* _USING THE INFORMATION_
1. Output everything in the nasal spray passage from "Nasal sprays--or decongestant" down to "breathing is unobstructed.".
2. Go on with the nasal spray passage from where it stops.

* _TEXT EXCERPT_
^^^^^^^^^^^^^^^^
How Does Nasal Spray Work?


How Nasal Spray Works

Nasal sprays--or decongestant sprays, as they are sometimes called--are sold over the counter in the Unites States and go under a variety of brand names. Afrin, Sinarest, and Allerest are but three of the many variations on the same theme. These drugs are sold with the promise that they will clear up nasal decongestion. In other words, if your nose is stopped up, these medicines will let you breathe again. They do this because they include an agent that constricts the blood vessels in your nose. When you're ill, these vessels become bloated and swollen. When this happens mucus starts flowing freely, and this combination makes it hard to breathe. When the nasal spray constricts the blood vessels, it sends a signal to the nasal membranes to stop producing all that extra mucus, and the pathway to clear breathing is unobstructed.

Nasal Spray Addiction

Nasal sprays have come under attack, however, for their addictive properties. That's not to say that you can become dependant on nasal spray the way you might become addicted to nicotine or cocaine, but you can develop a tolerance for the medicine. The body knows when there is a foreign substance inside. It will do everything it can to put things backs to normal (even if normal in this instance is unpleasant for you). Your nasal blood vessels dilate even further than before, and thus require more nasal spray--in higher doses--to achieve the same effect. And the more nasal spray you use, the harder the body fights it with further blood vessel dilation (and thus more mucus production).
^^^^^^^^^^^^^^^^
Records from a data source

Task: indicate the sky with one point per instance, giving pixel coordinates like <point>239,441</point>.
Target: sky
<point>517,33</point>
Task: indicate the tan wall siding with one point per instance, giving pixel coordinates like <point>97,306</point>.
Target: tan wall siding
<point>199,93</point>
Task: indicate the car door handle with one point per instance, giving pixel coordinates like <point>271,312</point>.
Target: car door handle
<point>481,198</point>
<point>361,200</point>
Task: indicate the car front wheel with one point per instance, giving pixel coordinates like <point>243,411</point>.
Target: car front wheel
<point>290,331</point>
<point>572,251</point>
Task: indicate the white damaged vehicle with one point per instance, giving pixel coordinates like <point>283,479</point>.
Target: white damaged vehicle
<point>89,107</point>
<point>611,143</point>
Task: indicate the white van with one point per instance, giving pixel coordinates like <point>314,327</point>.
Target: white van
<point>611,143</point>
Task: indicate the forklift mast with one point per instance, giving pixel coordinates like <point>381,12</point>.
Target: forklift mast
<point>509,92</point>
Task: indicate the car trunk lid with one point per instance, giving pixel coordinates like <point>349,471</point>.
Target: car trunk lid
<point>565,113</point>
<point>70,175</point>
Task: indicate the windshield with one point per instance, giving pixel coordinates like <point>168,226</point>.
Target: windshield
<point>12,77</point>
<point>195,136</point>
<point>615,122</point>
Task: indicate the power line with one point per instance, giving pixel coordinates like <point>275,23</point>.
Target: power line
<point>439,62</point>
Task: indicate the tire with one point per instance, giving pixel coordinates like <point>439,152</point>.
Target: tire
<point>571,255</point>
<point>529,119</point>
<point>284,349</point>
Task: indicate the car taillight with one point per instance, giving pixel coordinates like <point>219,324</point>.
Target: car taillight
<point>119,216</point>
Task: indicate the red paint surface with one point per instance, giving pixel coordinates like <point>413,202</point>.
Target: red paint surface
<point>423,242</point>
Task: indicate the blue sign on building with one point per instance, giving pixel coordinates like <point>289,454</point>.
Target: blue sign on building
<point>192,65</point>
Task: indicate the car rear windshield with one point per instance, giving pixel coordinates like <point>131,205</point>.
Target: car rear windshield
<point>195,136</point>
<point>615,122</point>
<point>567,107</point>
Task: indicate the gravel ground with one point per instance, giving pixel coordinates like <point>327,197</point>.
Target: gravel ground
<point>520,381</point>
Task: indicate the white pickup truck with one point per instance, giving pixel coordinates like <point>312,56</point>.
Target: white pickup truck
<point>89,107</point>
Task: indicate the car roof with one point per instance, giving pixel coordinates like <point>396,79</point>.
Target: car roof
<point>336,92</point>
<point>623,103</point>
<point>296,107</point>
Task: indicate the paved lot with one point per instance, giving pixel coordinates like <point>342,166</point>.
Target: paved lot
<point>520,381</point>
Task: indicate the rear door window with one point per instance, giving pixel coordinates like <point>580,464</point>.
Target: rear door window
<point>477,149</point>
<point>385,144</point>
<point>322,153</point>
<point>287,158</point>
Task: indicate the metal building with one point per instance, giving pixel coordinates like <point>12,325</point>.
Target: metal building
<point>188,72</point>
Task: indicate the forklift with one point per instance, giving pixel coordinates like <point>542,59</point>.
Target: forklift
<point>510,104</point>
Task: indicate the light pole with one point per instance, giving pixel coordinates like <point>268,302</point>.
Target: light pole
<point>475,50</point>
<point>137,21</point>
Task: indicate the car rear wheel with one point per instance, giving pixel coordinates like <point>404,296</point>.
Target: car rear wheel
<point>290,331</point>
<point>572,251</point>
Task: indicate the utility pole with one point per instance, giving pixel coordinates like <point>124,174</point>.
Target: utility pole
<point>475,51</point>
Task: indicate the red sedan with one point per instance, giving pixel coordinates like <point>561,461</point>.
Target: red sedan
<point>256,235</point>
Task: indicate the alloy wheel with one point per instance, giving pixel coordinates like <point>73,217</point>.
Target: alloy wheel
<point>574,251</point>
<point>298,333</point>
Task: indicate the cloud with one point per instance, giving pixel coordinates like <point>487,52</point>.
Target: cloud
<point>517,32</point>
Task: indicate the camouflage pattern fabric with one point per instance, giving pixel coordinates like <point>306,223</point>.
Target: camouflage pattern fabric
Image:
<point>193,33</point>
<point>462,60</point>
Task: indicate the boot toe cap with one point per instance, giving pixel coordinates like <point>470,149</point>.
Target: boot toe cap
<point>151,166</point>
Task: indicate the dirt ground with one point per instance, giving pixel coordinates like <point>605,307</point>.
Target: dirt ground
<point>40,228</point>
^^^^^^^^^^^^^^^^
* _ACTIVITY ANSWERS_
1.
Nasal sprays--or decongestant sprays, as they are sometimes called--are sold over the counter in the Unites States and go under a variety of brand names. Afrin, Sinarest, and Allerest are but three of the many variations on the same theme. These drugs are sold with the promise that they will clear up nasal decongestion. In other words, if your nose is stopped up, these medicines will let you breathe again. They do this because they include an agent that constricts the blood vessels in your nose. When you're ill, these vessels become bloated and swollen. When this happens mucus starts flowing freely, and this combination makes it hard to breathe. When the nasal spray constricts the blood vessels, it sends a signal to the nasal membranes to stop producing all that extra mucus, and the pathway to clear breathing is unobstructed.

2.
Kicking the Habit

As you can see, this creates a vicious circle, and can lead to this nasal spray "addiction" that many people have warned about. Because of this, bottles of nasal decongestant are required to print labels which warn against using the product for more than three days in a row. If you happen to be directly in the middle of one of these vicious cycles right now, the best advice is to quit taking the nasal spray and suffer through the effects. In most cases, your nasal passages will return to normal in a matter of a couple of weeks.